### [Exercise goal]
Both the line containing "Where can you find the palm" and the last line of the listing are included: write out exactly the lines from one to the other.

— start Material supplied —

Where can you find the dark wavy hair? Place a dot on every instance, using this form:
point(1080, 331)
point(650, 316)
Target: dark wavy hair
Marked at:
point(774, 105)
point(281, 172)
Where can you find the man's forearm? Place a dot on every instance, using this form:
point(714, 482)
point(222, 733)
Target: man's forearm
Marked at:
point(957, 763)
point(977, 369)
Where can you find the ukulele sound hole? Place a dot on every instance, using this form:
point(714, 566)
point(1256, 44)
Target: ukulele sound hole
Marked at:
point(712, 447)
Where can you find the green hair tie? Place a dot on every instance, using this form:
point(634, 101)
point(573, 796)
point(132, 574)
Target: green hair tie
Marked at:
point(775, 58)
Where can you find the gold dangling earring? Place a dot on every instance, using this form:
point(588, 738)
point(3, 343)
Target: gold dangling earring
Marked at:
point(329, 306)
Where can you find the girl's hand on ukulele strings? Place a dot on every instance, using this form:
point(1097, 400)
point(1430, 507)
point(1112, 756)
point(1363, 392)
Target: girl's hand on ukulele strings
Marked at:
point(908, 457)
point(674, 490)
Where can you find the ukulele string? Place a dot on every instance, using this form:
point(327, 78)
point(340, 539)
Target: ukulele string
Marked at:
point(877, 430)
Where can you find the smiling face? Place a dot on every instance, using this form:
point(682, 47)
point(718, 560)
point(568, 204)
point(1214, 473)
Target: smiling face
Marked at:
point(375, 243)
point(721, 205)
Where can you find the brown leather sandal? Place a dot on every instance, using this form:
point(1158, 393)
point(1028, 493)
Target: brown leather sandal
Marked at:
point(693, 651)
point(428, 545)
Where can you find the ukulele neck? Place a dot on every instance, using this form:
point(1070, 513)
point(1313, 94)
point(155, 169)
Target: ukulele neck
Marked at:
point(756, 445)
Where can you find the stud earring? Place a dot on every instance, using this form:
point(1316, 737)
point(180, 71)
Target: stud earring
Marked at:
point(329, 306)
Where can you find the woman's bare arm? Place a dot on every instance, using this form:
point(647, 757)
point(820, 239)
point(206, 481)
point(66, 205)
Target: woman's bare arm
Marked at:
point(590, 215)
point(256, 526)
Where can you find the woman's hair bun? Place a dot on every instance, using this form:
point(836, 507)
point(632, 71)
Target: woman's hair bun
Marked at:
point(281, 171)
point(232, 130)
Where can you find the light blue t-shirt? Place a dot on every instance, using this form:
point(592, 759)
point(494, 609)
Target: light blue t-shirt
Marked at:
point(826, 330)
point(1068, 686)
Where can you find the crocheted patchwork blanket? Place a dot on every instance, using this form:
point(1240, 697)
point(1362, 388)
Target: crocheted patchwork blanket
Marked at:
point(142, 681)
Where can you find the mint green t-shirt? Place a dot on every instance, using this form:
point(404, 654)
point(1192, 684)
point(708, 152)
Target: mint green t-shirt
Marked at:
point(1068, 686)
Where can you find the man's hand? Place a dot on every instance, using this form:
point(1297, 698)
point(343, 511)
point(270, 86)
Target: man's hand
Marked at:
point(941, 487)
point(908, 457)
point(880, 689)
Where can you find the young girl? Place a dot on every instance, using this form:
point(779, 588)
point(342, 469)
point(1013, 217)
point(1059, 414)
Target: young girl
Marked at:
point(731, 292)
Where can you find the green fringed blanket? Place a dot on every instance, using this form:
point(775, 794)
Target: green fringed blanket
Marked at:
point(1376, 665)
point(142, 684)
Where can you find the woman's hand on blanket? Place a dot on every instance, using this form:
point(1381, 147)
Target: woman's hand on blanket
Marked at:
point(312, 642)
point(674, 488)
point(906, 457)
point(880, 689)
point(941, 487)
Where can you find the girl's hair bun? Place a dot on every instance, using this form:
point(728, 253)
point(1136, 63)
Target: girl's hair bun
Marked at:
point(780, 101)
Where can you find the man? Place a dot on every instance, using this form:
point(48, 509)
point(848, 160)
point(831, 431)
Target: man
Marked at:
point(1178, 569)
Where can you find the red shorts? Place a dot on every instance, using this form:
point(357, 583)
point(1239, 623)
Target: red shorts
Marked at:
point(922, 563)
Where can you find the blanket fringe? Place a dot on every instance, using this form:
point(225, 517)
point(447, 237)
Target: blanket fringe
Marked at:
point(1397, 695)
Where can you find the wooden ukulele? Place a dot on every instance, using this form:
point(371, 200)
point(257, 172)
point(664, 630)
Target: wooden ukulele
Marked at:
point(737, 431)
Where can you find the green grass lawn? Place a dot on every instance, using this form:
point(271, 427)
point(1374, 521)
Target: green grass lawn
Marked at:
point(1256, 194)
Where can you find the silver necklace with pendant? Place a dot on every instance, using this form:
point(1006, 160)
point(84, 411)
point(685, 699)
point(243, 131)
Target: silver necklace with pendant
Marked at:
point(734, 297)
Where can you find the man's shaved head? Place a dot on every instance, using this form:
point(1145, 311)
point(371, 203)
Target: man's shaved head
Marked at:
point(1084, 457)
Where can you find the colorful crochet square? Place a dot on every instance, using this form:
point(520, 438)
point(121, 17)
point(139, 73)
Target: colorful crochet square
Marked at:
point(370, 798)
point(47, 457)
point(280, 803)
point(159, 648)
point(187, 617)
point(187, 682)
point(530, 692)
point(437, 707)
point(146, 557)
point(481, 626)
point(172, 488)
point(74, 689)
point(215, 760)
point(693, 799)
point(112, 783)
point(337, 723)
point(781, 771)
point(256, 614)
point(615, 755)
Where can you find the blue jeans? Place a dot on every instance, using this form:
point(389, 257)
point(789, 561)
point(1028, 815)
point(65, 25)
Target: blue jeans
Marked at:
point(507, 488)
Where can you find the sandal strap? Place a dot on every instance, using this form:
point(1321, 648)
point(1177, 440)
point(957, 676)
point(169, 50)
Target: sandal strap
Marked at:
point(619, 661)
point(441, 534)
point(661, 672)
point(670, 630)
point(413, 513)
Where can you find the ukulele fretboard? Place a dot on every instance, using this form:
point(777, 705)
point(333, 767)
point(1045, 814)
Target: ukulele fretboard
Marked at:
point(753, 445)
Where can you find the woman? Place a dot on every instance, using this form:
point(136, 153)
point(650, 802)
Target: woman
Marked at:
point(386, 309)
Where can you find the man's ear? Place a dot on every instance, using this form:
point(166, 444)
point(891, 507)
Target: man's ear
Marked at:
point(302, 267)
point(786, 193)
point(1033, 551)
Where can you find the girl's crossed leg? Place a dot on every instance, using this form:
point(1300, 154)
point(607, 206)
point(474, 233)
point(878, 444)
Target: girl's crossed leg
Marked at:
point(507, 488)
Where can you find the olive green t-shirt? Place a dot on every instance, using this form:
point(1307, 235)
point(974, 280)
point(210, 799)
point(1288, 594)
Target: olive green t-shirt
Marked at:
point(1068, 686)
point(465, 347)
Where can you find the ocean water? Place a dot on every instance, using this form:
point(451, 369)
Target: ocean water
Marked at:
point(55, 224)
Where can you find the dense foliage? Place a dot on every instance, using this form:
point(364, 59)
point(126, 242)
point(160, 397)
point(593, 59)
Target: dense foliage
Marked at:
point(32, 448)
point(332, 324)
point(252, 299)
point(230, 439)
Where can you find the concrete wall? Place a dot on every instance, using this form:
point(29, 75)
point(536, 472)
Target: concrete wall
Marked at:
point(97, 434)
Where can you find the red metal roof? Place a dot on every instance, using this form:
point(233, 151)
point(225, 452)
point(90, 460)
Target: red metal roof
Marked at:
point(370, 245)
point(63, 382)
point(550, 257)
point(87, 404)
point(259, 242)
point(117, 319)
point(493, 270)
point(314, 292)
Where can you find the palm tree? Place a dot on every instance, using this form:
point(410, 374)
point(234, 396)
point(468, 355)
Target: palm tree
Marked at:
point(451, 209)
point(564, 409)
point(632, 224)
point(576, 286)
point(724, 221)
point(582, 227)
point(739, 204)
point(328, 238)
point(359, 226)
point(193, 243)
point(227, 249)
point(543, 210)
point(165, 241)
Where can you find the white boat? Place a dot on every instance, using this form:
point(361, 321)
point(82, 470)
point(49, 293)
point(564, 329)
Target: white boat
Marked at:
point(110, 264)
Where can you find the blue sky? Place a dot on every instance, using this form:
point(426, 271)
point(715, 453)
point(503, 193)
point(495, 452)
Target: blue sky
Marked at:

— end Material supplied —

### [Expected output]
Where can you find the palm tree? Place a dot on every instance, using this form:
point(410, 374)
point(234, 396)
point(468, 355)
Target: palm tree
Marked at:
point(451, 209)
point(564, 409)
point(632, 224)
point(576, 286)
point(724, 221)
point(582, 227)
point(739, 204)
point(328, 238)
point(359, 226)
point(193, 243)
point(227, 249)
point(543, 210)
point(165, 241)
Where can you find the white boat? Place a dot on every instance, using this form:
point(361, 321)
point(82, 470)
point(49, 293)
point(564, 329)
Target: white boat
Marked at:
point(110, 264)
Where can you find the blue sky? Place a dot on every instance, using this form:
point(426, 271)
point(715, 453)
point(503, 193)
point(495, 452)
Target: blue sky
Marked at:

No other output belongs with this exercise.